◆ **ENUNCIADO A**: Según el extracto, ¿por qué las emociones no sirven para tomar una decisión judicial? Explícalo en una a tres oraciones.
◆ **ENUNCIADO B**: En el extracto, ¿qué haría cualquier científico ante la falta de datos para reconstruir la realidad?
◆ **ENUNCIADO C**: Escribe la continuación del texto sobre los jueces, la retórica y las emociones a partir de su última oración.

◆ **EXTRACTO**:
┄┄┄┄┄┄┄┄┄┄

Insisto, a veces sucede, pero esa labor de seria investigación cuesta un enorme esfuerzo que no suele haber tiempo para realizar, colapsados como están los tribunales. Para cubrir todas esas carencias, los jueces emplean con gran frecuencia la retórica, igual que los abogados y los juristas en general, de hecho. Ante la falta de datos para reconstruir la realidad –o ante la ausencia de paciencia o tiempo para recabarlos–, en lugar de declarar sinceramente que esos hechos no existen al no haber podido ser probados –es lo que haría cualquier científico–, demasiados jueces, para simplificar –en exceso– la resolución del caso, se dejan llevar por un rápido prejuicio sobre lo realmente acaecido, prejuicio que está inspirado por circunstancias habitualmente sociológicas.

Ese prejuicio les da una idea rápidamente formulada, sólo intuitiva, de cómo deben haber sucedido los hechos. Y con ese relato precipitado y prejuicioso, utilizan finalmente sus emociones para motivar la sentencia de acuerdo con ese prejuicio, tomando en consideración sólo algunos datos que resulten de la prueba de manera selectiva, a fin de asentar su idea inicial, dejando de lado todo lo que no sirve para fundamentar esa conclusión formulada al principio del proceso, con escasos datos.

Y todo ello para desesperación de muchos abogados, que ven cómo la sentencia, en realidad, ni siquiera toma mínimamente en consideración todos sus argumentos. No ocurre siempre, pero sí, por desgracia, con demasiada frecuencia. Y lo mismo sucede a veces con la labor de interpretación de las leyes. En lugar de hacer un ejercicio científico que busque los distintos significados de una norma en los que pensó el legislador, visualizando diputados y senadores del Parlamento los hechos a los que se aplicaría la futura norma, jueces y abogados le dan la espalda a esa voluntad del legislador utilizando la retórica, apelando sobre todo, nuevamente, a las emociones, a fin de hacer que la ley diga, no lo que quiso decir el legislador, sino lo que jueces o abogados desean en aquel momento.

Se trata de una trampa en la que se cae demasiadas veces. Al contrario, como antes se sugirió, las emociones sólo son un atávico mecanismo biológico de supervivencia, pero que posee una relevancia social extraordinariamente exagerada por la literatura sobre todo, aunque no solamente. Con independencia de ello, el problema es que las emociones conducen con frecuencia a decisiones erróneas, lo que no es de extrañar. Un mecanismo evolutivo que sólo sirve para detectar peligros inminentes de forma rápida, no puede servir para tomar decisiones que requieren una lenta reflexión, como es una decisión judicial.

┄┄┄┄┄┄┄┄┄┄

◆ **FILAS DE DATOS**:
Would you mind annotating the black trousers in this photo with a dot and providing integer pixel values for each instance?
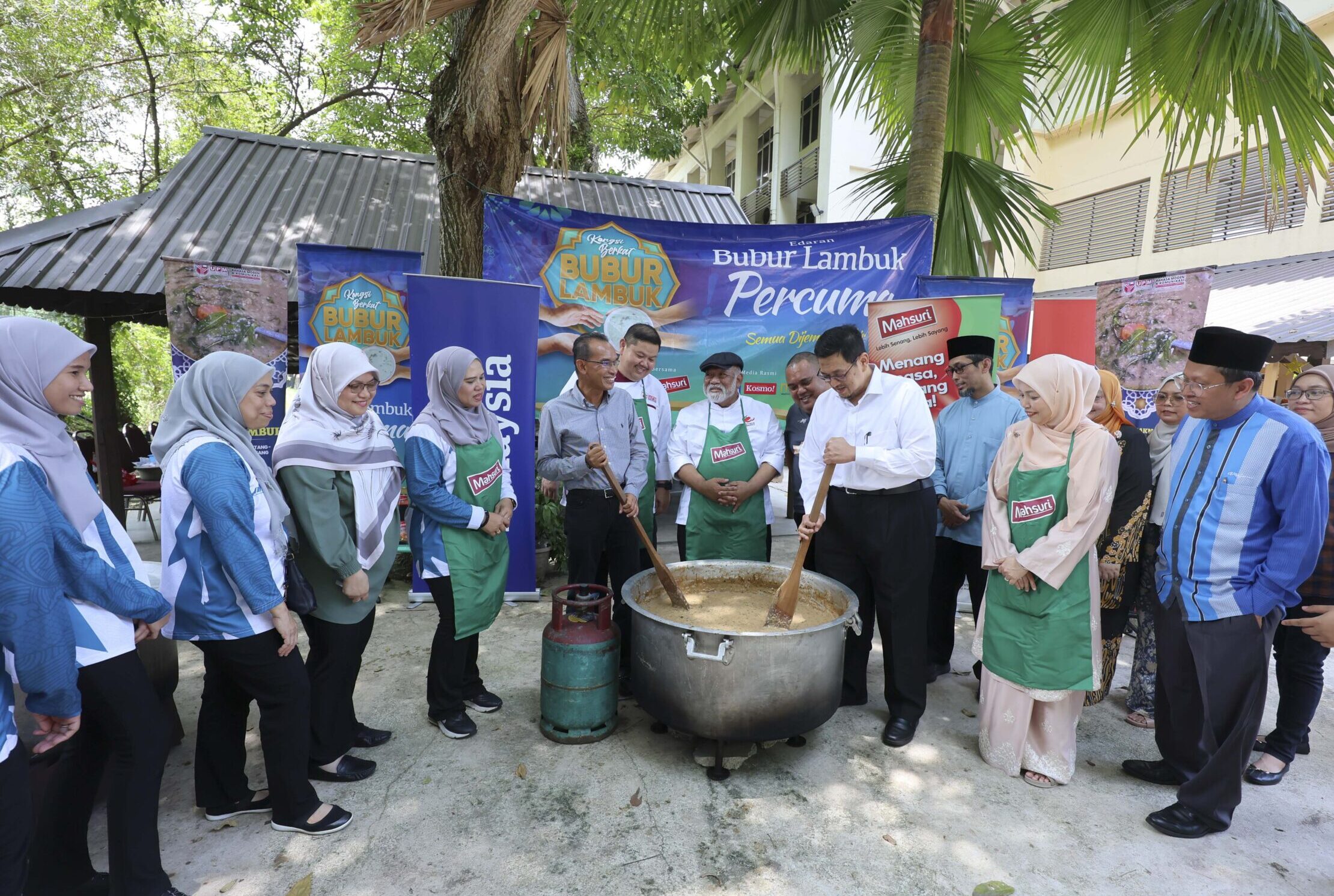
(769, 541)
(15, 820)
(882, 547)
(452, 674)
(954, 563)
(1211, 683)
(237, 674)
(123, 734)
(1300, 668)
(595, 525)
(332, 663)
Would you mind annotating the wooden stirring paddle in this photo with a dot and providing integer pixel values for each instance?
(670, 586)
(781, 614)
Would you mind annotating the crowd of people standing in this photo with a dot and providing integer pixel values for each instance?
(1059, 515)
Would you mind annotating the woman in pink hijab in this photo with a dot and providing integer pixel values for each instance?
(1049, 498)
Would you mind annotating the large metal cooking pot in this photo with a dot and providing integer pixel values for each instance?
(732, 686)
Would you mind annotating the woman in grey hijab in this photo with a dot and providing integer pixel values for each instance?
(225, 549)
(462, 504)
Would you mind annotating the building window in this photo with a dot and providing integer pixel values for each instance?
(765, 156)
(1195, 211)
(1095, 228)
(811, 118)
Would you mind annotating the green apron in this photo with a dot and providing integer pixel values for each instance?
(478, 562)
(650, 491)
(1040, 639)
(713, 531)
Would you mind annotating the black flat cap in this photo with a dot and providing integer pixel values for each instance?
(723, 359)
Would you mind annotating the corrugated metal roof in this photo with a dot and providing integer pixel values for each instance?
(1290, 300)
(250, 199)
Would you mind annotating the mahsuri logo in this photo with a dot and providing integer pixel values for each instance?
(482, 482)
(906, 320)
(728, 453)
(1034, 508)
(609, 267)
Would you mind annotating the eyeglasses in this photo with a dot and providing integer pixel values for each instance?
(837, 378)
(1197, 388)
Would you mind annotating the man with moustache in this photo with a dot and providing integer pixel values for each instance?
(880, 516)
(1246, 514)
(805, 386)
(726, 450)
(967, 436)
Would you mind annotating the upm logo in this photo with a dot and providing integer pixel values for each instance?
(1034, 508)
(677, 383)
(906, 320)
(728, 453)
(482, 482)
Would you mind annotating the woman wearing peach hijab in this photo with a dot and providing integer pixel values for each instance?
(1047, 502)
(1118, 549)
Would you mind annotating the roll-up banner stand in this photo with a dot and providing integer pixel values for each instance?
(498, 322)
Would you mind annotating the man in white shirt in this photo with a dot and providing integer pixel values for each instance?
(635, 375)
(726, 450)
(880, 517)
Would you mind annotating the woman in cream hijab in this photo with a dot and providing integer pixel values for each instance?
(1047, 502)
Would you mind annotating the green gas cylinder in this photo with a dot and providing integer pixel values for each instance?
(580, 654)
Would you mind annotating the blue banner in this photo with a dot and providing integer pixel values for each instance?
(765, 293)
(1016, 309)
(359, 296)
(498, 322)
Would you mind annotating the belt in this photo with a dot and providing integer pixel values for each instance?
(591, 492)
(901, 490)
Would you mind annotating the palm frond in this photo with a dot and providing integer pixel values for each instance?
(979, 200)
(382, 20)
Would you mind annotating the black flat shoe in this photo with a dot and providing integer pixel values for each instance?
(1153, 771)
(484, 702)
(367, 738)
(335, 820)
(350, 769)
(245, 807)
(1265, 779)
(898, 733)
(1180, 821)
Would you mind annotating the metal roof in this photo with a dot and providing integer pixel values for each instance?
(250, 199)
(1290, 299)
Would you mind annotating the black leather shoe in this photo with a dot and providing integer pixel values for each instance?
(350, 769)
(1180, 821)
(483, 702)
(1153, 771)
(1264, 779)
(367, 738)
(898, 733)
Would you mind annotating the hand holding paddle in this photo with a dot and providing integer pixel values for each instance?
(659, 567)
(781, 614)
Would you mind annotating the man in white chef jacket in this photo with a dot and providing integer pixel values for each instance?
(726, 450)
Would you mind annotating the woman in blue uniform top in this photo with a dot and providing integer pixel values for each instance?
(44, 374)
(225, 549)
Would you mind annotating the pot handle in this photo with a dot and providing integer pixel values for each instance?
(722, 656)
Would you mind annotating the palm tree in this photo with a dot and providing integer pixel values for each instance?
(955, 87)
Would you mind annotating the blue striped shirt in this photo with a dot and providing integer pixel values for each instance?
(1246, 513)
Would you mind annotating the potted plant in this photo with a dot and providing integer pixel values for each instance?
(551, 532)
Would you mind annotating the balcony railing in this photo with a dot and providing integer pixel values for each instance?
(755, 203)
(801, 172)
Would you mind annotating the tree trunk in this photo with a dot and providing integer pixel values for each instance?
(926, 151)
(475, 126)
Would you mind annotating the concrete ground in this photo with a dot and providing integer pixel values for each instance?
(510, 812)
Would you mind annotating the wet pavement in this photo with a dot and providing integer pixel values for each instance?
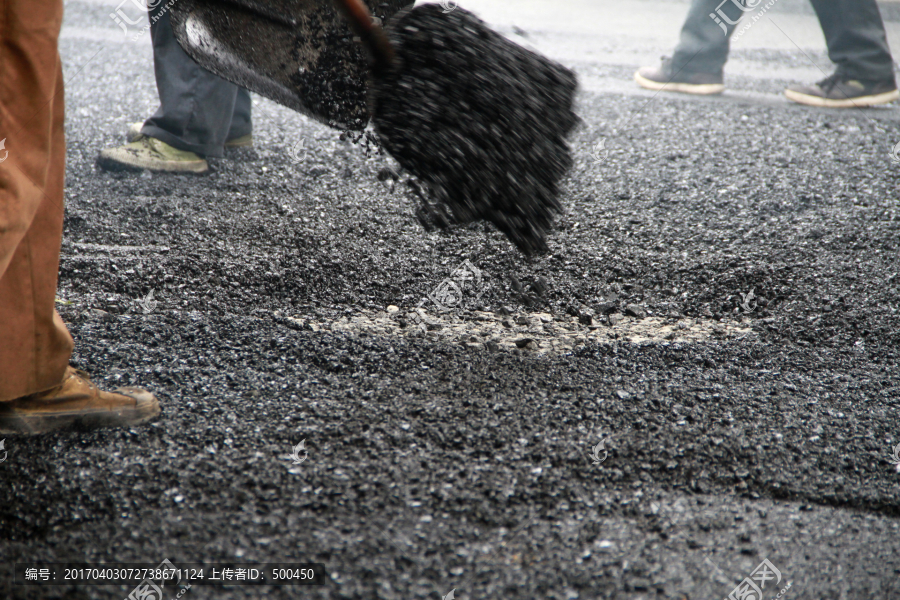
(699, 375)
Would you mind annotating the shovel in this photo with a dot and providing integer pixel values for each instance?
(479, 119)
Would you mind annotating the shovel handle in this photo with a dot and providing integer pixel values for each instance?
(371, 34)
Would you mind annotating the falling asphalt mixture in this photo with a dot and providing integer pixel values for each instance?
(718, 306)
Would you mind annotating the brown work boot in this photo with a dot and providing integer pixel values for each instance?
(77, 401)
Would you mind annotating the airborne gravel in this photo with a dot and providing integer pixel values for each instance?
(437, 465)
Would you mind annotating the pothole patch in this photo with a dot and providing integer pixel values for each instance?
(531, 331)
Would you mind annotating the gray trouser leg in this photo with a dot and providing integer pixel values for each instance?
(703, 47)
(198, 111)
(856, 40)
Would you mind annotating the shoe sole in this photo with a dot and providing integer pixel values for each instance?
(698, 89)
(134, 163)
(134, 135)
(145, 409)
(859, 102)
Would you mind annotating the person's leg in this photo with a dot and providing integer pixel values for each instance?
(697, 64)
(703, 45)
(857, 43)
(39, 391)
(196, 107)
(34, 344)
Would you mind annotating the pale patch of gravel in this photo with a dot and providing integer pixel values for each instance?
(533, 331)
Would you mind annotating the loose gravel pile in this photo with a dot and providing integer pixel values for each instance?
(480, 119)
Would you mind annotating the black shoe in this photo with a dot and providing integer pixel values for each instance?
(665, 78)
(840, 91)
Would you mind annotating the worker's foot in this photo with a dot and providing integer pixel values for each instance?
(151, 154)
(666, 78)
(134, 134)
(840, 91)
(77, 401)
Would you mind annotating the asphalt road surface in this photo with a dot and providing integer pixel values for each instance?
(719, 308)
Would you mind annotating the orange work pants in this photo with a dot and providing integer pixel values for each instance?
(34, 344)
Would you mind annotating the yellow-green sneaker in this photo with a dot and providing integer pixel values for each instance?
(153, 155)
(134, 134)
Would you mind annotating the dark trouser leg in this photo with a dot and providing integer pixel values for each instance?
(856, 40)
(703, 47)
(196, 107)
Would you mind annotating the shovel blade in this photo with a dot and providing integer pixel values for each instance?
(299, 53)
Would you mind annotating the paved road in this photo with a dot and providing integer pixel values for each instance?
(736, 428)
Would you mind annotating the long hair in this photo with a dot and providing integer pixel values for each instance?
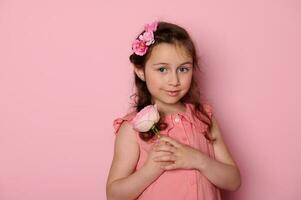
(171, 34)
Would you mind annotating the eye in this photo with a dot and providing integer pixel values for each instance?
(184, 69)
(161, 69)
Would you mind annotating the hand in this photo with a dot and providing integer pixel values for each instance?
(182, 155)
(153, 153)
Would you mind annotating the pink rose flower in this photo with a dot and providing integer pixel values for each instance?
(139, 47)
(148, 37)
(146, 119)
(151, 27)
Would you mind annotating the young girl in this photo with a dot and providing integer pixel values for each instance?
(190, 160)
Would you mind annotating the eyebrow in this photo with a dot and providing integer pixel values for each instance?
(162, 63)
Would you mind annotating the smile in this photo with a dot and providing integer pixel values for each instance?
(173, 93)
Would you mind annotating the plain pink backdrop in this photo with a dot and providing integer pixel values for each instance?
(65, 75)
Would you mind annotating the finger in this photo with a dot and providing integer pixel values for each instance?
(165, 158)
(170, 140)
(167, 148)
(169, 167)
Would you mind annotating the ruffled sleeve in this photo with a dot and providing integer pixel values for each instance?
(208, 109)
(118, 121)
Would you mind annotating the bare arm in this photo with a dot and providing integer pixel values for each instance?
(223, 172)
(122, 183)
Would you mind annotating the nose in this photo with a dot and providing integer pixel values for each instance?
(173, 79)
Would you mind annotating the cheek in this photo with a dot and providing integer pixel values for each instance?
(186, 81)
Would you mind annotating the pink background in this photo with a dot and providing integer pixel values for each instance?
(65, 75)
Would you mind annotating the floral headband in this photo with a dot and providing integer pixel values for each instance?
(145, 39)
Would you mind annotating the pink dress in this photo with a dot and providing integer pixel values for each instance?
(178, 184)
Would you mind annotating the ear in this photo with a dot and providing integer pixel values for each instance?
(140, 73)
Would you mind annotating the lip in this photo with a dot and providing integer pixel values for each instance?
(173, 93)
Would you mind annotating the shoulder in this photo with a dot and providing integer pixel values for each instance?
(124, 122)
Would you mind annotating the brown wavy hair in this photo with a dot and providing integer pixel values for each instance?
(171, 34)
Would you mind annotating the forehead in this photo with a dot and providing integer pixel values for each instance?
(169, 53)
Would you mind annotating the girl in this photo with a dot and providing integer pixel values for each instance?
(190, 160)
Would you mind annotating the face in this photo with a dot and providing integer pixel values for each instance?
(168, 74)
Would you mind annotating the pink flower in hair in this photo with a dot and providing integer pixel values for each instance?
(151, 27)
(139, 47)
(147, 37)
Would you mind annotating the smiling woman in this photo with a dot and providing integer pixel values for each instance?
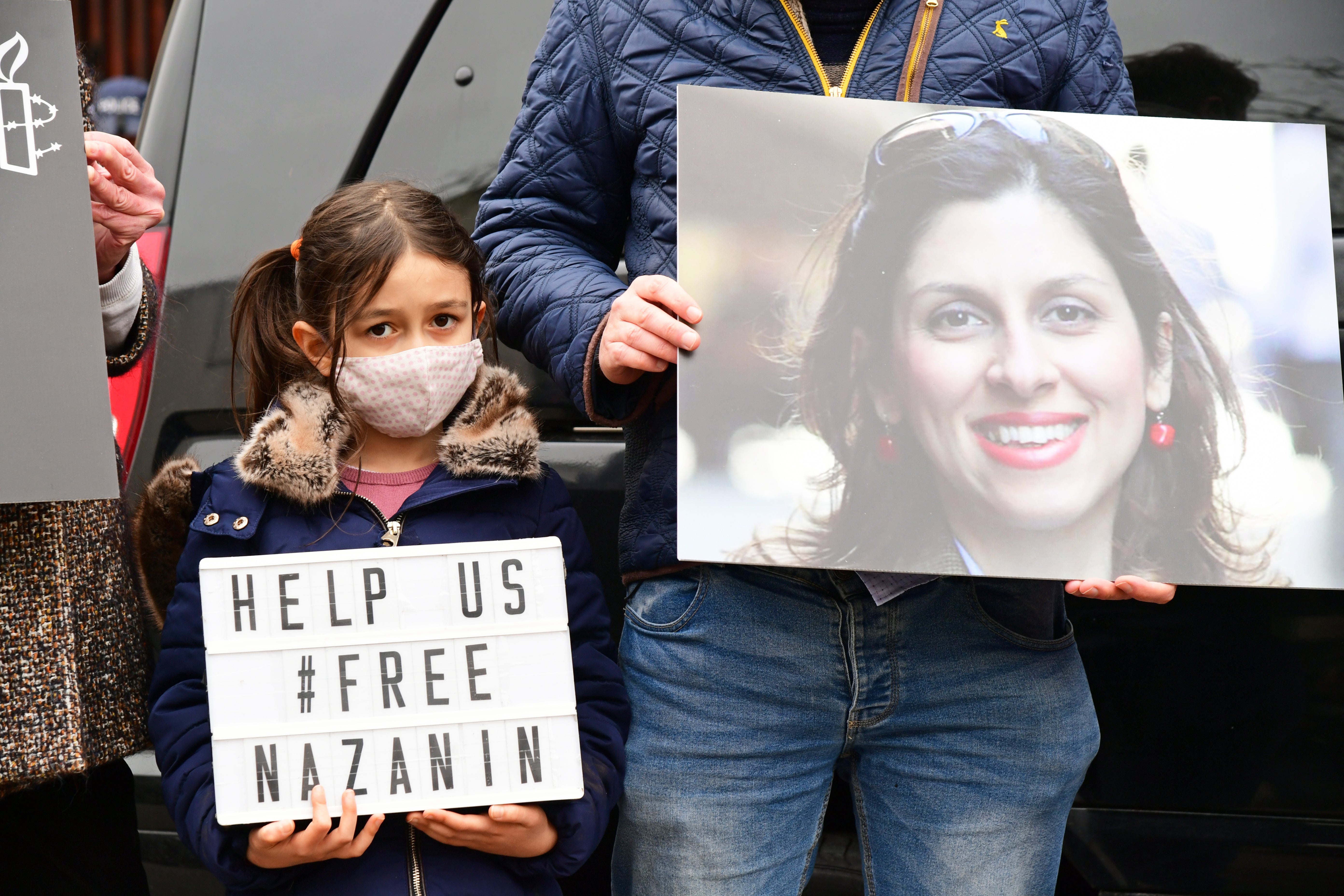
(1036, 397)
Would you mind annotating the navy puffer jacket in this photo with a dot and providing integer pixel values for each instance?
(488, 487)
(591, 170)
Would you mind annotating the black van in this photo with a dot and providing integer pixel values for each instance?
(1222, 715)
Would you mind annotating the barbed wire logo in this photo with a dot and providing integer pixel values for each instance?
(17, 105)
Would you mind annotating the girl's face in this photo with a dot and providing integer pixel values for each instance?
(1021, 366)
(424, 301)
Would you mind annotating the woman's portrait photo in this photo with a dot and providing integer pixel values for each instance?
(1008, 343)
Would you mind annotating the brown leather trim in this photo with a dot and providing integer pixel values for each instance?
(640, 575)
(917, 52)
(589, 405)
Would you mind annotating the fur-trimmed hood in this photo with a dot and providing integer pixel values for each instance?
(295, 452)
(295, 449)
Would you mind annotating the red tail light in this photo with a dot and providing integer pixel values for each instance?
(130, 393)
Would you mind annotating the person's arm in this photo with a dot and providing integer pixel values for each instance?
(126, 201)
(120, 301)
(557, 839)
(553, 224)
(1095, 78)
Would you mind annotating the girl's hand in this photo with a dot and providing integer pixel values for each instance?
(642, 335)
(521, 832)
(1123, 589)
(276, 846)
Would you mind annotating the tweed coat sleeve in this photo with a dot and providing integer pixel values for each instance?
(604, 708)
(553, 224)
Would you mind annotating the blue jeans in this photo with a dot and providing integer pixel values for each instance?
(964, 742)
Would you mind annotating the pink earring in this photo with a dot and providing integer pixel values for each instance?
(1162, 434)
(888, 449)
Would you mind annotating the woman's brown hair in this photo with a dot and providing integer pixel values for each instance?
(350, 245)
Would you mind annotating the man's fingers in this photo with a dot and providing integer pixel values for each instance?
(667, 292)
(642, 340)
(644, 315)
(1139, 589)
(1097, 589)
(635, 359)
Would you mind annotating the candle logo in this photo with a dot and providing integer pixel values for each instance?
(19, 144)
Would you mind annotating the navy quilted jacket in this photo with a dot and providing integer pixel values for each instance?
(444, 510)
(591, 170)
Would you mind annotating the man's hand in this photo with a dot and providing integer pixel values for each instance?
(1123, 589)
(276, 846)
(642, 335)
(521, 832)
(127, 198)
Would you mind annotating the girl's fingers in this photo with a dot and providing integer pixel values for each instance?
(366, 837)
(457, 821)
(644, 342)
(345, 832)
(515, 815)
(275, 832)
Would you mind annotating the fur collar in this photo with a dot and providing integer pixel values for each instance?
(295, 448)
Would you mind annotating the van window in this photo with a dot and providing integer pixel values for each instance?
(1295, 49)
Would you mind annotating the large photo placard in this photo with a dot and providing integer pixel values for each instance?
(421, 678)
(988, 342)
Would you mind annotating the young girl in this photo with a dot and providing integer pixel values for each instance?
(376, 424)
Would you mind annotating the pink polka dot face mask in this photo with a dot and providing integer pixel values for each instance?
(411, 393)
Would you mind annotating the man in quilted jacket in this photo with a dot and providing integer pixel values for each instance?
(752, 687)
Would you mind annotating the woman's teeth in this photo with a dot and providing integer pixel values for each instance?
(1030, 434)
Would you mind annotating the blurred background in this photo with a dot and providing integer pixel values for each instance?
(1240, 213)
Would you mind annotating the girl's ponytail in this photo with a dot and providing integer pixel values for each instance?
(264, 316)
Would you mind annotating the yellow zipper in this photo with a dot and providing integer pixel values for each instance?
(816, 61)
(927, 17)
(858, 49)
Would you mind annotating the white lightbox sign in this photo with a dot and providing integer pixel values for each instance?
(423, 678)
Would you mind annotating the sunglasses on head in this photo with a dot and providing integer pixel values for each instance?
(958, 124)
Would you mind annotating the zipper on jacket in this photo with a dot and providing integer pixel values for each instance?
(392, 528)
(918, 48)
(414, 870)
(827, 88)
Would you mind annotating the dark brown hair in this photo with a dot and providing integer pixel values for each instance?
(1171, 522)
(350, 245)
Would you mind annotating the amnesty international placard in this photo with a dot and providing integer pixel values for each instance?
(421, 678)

┄┄┄┄┄┄┄┄┄┄

◆ **RESPUESTA A**: Las emociones son un mecanismo evolutivo que solo sirve para detectar peligros inminentes de forma rápida. Por eso no pueden servir para decisiones que requieren una lenta reflexión, como una decisión judicial, y conducen con frecuencia a decisiones erróneas.

◆ **RESPUESTA B**: Declarar sinceramente que esos hechos no existen al no haber podido ser probados.

◆ **RESPUESTA C**:
Sin embargo, es mucho más cómodo y sencillo –e incluso más popular– dejarse llevar por ellas, evitando esa reflexión detenida. Y por ello, toda esa retórica de los escritos de abogados y jueces, toda esa palabrería en el fondo, se basa en esas emociones a las que se apela desesperadamente. Y es una lástima, porque un buen juez agradece infinitamente que los abogados le den información objetiva, y los buenos abogados gustan de preparar los casos ofreciéndola, sin apasionamientos. Los discursos basados en la retórica evidentemente no son ese tipo de información, aunque los jueces utilicen también a veces ese mismo método, particularmente en decisiones polémicas que sólo buscan tergiversar la realidad de los hechos o lo que dicen las leyes. Todo eso ha ocurrido, por fortuna no con frecuencia. Pero sucede. A veces encubre una falta de laboriosidad, sobre todo en los procesos en que el análisis judicial ha sido superficial como consecuencia de la acumulación de asuntos.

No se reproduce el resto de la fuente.